> _Referring expression data_:

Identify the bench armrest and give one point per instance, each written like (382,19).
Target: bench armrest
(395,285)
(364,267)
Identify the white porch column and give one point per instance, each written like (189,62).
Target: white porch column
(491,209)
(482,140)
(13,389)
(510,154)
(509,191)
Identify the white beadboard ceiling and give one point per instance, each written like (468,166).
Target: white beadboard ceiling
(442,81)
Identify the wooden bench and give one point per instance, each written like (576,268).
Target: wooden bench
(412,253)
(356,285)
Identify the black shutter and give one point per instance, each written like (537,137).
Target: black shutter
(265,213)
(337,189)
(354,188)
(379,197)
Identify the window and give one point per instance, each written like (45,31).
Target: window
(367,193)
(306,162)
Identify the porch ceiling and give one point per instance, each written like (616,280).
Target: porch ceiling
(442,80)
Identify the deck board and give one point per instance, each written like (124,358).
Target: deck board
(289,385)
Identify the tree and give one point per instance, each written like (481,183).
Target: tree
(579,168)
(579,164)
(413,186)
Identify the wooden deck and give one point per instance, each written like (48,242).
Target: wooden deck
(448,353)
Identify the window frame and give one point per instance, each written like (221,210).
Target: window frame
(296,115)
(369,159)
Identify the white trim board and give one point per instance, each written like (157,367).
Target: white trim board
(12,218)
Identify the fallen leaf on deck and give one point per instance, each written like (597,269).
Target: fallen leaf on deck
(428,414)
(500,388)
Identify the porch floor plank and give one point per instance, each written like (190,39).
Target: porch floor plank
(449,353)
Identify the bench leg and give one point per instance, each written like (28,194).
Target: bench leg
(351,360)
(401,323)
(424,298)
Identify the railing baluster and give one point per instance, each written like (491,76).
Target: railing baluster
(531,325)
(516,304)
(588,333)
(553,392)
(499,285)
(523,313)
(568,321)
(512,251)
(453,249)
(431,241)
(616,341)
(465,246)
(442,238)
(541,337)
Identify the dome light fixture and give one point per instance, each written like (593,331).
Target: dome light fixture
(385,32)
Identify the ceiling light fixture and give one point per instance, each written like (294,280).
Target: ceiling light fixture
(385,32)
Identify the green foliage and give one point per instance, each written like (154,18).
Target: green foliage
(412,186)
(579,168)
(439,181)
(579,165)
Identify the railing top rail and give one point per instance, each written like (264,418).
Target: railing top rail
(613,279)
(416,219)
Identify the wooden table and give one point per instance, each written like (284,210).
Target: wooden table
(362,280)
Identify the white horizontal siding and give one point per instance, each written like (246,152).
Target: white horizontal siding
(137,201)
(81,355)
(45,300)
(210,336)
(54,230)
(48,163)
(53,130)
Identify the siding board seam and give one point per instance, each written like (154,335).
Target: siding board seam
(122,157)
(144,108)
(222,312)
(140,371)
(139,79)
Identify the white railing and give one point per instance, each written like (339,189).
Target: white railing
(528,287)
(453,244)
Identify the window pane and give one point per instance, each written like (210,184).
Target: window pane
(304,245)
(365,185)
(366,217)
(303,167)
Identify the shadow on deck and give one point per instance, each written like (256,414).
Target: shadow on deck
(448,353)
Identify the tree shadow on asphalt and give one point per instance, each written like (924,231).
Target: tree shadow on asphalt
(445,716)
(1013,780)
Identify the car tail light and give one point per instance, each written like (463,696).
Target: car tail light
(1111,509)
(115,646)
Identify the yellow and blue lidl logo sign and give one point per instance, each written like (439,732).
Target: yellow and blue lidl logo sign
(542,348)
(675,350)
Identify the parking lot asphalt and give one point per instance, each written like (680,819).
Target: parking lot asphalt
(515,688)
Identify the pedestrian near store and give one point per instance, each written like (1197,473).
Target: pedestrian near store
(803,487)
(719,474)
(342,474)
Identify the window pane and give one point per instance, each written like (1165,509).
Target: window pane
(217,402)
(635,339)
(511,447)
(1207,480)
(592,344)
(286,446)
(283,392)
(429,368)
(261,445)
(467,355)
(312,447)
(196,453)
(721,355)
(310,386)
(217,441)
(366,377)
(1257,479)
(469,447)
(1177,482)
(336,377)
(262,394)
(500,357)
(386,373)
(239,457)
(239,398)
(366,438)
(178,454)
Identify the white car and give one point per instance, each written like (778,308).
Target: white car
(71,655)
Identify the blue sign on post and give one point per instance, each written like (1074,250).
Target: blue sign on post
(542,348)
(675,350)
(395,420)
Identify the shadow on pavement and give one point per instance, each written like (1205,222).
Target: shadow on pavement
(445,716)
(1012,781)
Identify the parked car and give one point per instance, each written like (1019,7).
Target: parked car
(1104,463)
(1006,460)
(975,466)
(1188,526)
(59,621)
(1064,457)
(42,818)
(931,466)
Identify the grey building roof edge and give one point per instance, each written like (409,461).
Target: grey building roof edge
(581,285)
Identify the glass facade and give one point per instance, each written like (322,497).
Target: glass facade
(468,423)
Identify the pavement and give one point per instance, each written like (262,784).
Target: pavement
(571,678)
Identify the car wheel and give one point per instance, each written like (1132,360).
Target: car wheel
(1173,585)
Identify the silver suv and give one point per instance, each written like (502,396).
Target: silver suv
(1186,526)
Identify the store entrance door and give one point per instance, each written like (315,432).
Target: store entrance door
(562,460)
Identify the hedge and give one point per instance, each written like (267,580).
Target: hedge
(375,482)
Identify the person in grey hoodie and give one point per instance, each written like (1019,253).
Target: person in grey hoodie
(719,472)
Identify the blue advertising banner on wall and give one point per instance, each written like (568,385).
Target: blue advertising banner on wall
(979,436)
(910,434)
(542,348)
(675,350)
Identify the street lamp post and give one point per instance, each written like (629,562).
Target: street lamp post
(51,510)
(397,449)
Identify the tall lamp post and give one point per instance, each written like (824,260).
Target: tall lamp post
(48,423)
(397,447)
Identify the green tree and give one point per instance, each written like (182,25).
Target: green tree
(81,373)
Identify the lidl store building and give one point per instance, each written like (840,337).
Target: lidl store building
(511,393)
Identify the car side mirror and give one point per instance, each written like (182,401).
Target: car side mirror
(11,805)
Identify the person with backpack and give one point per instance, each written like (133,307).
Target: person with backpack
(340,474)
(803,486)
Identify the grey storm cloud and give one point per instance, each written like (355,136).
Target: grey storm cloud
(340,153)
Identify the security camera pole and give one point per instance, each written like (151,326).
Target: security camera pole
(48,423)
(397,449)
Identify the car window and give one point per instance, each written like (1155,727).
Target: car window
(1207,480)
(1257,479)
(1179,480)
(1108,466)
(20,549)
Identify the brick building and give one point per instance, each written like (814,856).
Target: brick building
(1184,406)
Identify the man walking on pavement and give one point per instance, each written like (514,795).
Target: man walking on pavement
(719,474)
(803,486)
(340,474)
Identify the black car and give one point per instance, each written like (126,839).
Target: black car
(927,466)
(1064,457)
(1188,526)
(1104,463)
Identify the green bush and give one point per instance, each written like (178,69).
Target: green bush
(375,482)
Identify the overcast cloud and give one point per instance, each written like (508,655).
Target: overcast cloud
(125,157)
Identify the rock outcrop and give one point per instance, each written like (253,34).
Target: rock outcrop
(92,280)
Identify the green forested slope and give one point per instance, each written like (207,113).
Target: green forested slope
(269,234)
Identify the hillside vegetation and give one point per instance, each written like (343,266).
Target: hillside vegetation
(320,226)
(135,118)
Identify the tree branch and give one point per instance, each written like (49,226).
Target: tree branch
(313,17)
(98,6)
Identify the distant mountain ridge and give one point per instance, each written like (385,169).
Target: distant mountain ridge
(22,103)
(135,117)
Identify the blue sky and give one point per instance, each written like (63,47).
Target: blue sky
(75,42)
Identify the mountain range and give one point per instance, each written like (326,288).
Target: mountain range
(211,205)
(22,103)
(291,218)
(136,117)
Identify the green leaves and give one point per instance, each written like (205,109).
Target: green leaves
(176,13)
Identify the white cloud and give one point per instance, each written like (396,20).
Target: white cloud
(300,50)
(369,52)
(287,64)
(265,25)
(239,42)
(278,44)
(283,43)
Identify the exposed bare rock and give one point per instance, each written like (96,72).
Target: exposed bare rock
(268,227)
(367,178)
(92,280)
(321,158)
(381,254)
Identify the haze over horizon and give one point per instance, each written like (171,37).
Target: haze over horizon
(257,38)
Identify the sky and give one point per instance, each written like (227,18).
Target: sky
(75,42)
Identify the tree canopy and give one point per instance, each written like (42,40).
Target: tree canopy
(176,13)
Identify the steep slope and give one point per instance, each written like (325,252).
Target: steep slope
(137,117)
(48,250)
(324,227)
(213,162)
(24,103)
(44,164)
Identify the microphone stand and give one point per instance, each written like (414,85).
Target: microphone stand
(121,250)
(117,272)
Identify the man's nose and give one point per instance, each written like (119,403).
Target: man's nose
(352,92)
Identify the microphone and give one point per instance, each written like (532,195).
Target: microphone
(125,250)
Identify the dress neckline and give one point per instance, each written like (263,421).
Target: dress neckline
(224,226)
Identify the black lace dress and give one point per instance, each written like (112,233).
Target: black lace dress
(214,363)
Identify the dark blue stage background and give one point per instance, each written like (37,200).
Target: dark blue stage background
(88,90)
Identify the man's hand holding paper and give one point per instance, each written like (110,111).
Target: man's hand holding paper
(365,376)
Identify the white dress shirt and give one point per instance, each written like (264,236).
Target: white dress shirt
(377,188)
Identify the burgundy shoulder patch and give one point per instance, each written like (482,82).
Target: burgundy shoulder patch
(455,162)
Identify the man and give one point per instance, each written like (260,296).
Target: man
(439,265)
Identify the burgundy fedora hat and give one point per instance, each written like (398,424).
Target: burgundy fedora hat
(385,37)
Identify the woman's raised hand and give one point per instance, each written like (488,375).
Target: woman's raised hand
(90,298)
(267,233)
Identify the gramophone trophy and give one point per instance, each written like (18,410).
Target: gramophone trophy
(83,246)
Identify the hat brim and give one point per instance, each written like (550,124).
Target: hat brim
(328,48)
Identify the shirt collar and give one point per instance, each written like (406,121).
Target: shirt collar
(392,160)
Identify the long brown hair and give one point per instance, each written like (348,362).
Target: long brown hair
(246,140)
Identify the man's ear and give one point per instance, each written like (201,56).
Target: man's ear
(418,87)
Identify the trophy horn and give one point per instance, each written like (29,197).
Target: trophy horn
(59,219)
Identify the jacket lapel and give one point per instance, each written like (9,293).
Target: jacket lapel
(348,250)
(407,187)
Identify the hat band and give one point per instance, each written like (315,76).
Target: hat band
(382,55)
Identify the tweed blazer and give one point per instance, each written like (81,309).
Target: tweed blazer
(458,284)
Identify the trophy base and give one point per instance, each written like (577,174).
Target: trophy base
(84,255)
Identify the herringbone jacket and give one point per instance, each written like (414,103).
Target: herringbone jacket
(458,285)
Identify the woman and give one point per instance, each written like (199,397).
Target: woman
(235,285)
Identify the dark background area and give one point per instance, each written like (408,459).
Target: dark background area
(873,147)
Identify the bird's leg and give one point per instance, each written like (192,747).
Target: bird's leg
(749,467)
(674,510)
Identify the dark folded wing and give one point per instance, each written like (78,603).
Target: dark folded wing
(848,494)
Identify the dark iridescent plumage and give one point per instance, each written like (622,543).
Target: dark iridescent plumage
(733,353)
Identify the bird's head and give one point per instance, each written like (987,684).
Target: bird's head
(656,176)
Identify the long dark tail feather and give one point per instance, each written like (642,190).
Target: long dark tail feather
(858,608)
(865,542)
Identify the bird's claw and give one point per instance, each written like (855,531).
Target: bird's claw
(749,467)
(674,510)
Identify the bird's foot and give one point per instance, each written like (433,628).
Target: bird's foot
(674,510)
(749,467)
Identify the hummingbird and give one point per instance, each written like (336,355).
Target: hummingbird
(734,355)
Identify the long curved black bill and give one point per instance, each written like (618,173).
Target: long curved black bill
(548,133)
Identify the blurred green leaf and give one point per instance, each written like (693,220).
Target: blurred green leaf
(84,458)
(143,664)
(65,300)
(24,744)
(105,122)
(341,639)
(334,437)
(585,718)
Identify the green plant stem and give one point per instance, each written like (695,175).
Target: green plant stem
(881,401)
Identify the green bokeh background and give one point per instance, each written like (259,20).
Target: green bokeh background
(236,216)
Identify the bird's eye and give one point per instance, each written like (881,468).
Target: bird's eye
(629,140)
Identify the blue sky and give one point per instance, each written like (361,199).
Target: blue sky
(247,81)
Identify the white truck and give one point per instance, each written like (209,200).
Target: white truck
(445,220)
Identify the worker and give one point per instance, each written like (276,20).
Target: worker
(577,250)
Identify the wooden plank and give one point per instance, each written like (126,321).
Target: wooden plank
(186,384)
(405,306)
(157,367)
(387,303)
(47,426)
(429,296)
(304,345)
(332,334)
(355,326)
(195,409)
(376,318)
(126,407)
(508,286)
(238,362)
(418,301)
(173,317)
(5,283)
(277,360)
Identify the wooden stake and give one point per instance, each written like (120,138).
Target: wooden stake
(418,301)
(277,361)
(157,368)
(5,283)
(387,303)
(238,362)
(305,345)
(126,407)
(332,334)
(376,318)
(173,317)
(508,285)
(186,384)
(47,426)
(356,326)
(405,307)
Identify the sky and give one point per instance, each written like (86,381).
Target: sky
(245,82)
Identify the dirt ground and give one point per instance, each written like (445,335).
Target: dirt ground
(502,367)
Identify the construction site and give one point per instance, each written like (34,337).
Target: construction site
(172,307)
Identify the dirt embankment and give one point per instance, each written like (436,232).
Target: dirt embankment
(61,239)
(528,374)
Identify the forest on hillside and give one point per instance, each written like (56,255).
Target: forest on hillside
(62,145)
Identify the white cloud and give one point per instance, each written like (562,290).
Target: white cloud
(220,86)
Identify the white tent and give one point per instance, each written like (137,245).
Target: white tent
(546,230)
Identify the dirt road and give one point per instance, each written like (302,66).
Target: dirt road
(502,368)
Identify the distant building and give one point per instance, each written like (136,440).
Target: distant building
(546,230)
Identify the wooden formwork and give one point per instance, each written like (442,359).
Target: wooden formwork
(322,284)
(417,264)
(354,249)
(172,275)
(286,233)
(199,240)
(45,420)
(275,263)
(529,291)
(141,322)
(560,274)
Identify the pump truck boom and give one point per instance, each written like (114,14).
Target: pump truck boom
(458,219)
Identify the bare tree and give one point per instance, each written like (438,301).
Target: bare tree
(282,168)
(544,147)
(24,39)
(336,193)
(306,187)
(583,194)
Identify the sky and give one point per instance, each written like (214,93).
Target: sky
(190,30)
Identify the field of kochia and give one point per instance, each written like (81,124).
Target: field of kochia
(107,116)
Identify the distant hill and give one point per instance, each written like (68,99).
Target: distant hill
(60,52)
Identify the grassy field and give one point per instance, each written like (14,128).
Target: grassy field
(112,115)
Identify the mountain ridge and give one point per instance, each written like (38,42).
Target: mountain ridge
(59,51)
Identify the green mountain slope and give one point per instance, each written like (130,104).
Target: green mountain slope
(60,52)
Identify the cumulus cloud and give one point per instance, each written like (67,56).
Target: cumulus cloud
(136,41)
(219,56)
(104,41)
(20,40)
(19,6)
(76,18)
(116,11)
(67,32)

> _Activity_:
In the data above, find the line that contains "Target: white porch column" and the line that contains "Identify the black shutter". Repeat exactly those lines and every line between them, and only those.

> _Expected answer_:
Target: white porch column
(491,209)
(482,140)
(13,389)
(510,154)
(509,191)
Identify the white beadboard ceiling and give one point per instance, each written like (468,166).
Target: white beadboard ceiling
(442,81)
Identify the wooden bench and give one point per instance, each written like (576,268).
Target: wooden bench
(412,253)
(356,285)
Identify the black shutter and give one point per instance, each written like (537,137).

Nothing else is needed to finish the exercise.